Segment Open
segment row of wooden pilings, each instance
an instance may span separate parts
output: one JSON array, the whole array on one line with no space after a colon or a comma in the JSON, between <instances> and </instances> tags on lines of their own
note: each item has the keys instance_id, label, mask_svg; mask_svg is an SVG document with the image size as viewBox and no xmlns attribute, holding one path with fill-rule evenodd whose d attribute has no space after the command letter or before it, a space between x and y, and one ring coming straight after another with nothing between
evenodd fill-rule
Segment Closed
Segment Open
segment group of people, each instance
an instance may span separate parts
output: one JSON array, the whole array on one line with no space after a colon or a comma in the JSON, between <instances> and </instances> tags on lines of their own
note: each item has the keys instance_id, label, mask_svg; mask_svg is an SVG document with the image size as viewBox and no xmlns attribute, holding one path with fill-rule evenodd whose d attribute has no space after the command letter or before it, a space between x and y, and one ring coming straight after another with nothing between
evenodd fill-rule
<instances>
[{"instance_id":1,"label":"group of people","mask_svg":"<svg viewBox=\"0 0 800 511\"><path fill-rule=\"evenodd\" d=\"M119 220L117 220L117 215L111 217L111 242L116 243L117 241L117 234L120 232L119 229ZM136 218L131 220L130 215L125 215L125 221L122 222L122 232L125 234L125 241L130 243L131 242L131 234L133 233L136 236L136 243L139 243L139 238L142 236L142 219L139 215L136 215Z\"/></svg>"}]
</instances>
Segment Closed
=== Exercise description ===
Find all lines in the records that hold the word "each". Copy them.

=== Solution for this exercise ===
segment row of wooden pilings, each instance
note: each item has the keys instance_id, label, mask_svg; mask_svg is an SVG document with the image size as viewBox and no xmlns attribute, holding one path with fill-rule evenodd whose d attribute has no space after the command letter or before it, a space between x and y, and one ring coming straight after another with nothing between
segment group of people, each instance
note: each item has the keys instance_id, label, mask_svg; mask_svg is an SVG document with the image size as viewBox and no xmlns attribute, holding one path with fill-rule evenodd whose d attribute has no space after the command letter or before it, a space between x and y, and one ring coming straight after another with nothing between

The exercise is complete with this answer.